- Exercise requirements -
Reproduce every line of the listing as written, apart from the pictures.

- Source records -
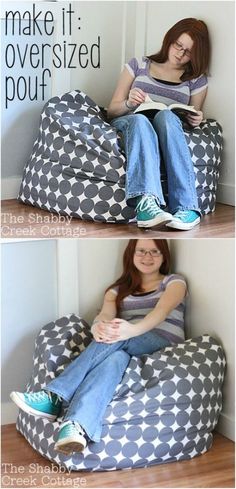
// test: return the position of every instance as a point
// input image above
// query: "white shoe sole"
(183, 226)
(29, 410)
(71, 445)
(155, 222)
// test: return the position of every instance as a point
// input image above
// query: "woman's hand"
(124, 330)
(195, 120)
(105, 332)
(136, 97)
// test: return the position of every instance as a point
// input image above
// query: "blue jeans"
(89, 382)
(145, 142)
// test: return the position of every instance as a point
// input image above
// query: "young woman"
(175, 74)
(143, 311)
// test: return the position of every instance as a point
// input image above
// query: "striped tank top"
(135, 307)
(161, 91)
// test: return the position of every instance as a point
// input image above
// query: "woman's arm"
(197, 101)
(124, 100)
(170, 299)
(107, 313)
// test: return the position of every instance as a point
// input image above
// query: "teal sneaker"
(184, 220)
(71, 438)
(149, 213)
(42, 403)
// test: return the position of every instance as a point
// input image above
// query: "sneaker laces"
(43, 396)
(181, 214)
(73, 425)
(185, 214)
(148, 203)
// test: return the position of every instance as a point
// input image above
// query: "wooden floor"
(23, 221)
(214, 469)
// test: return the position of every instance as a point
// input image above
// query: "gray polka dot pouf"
(164, 409)
(77, 166)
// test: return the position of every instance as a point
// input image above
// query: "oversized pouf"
(164, 409)
(77, 166)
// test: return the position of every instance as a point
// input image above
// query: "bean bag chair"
(164, 409)
(77, 166)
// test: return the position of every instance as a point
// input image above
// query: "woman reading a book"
(176, 74)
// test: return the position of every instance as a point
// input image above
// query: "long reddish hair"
(130, 281)
(200, 53)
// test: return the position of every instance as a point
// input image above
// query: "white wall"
(39, 283)
(209, 268)
(127, 29)
(100, 264)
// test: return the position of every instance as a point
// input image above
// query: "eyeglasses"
(179, 47)
(154, 253)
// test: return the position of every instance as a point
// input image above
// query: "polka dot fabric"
(164, 409)
(77, 166)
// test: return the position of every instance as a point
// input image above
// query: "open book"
(149, 108)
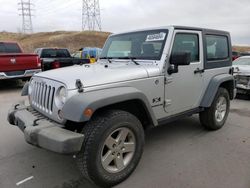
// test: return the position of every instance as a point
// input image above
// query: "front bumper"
(25, 74)
(44, 133)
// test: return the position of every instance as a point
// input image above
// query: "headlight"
(62, 95)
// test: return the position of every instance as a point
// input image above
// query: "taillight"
(55, 65)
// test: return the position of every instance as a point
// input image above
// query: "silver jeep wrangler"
(143, 79)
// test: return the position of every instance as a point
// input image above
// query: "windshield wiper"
(130, 58)
(108, 58)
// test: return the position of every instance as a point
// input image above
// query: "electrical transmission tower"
(25, 7)
(91, 16)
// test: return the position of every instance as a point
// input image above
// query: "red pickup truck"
(14, 64)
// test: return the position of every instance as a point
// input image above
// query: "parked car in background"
(88, 53)
(242, 74)
(235, 55)
(54, 58)
(245, 54)
(14, 64)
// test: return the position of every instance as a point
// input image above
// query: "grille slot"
(43, 96)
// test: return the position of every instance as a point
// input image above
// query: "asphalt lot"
(178, 155)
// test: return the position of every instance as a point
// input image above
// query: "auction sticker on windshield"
(156, 37)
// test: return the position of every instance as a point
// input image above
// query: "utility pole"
(26, 14)
(91, 15)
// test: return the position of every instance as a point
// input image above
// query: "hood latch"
(79, 85)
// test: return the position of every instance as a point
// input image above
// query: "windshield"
(146, 45)
(242, 61)
(9, 48)
(55, 53)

- Result of this task -
// test: return the position of every instance as a point
// input image above
// query: "white shoe sole"
(183, 226)
(29, 410)
(71, 445)
(155, 222)
// test: return the position of every instance as a point
// input image above
// query: "woman's hand"
(124, 330)
(195, 120)
(105, 332)
(136, 97)
// test: return the position of every instance as a point
// input image above
// query: "blue jeans"
(89, 382)
(145, 142)
// test: return the position of every instance as a point
// input image above
// query: "young woman"
(175, 74)
(143, 311)
// test: return the position of every instance as a point
// input image above
// query: "striped tank top"
(135, 307)
(161, 91)
// test: return the position of every instance as a point
// input image above
// query: "woman's arm"
(197, 101)
(124, 100)
(170, 299)
(107, 313)
// test: return the position of every instance as a point
// input image above
// query: "teal sneaker"
(184, 220)
(71, 438)
(149, 213)
(42, 403)
// test: return the position of every instance as a point
// input image above
// query: "sneaker laces"
(43, 396)
(181, 214)
(73, 425)
(185, 214)
(148, 203)
// test: return the position of every instance as a point
// input image above
// query: "wooden floor"
(23, 221)
(214, 469)
// test: return the position of every instance as a point
// input image above
// query: "gray polka dot pouf"
(164, 409)
(77, 166)
// test: return the position of every instance as a point
// input image above
// query: "oversized pouf"
(164, 409)
(77, 166)
// test: return the position of every instance as a point
// input image above
// query: "bean bag chair"
(164, 409)
(77, 166)
// test: return the position of every instance as a point
// input image above
// query: "woman reading a book"
(176, 74)
// test: return the position of every instance as a point
// input image above
// query: "long reddish hair"
(130, 281)
(200, 53)
// test: return the position of every instance as a point
// input image above
// query: "white wall"
(39, 283)
(209, 268)
(127, 29)
(100, 264)
// test: return the position of every instance as a point
// input image above
// query: "eyeglasses"
(179, 47)
(154, 253)
// test: return the position of every instance as a point
// input image above
// query: "polka dot fabric"
(164, 409)
(77, 166)
// test: return the position of every instance as a point
// input image above
// query: "open book"
(149, 108)
// test: return the position of every instance as a point
// input image above
// query: "front bumper"
(25, 74)
(44, 133)
// test: return the position of every instance as a point
// input image above
// query: "headlight"
(62, 95)
// test: return the position of every instance as a point
// input image above
// query: "taillight"
(55, 65)
// test: return the position of every instance as a point
// input image above
// query: "silver jeep wrangler"
(143, 79)
// test: return the position of every instance as a point
// input image above
// query: "windshield wiper"
(130, 58)
(108, 58)
// test: return the position of every instance as a point
// input image above
// query: "electrical transmission tower"
(25, 7)
(91, 16)
// test: return the position of every instance as a point
// input image above
// query: "red pickup truck"
(14, 64)
// test: return the position of every instance as a point
// input image above
// query: "parked car in background"
(88, 53)
(242, 74)
(235, 55)
(54, 58)
(245, 54)
(14, 64)
// test: return the position of every instance as a point
// input image above
// query: "grille slot"
(43, 96)
// test: return the position of every instance as a point
// input image above
// query: "asphalt lot"
(178, 155)
// test: return the position of every instance as a point
// input image above
// query: "auction sticker on windshield"
(156, 37)
// test: return the position of every instance as a point
// input image above
// query: "utility pole"
(26, 14)
(91, 15)
// test: return the position of every instance as a point
// input image above
// query: "hood latch"
(79, 85)
// test: return the position of every instance as a point
// input image above
// query: "windshield"
(146, 45)
(242, 61)
(9, 48)
(55, 53)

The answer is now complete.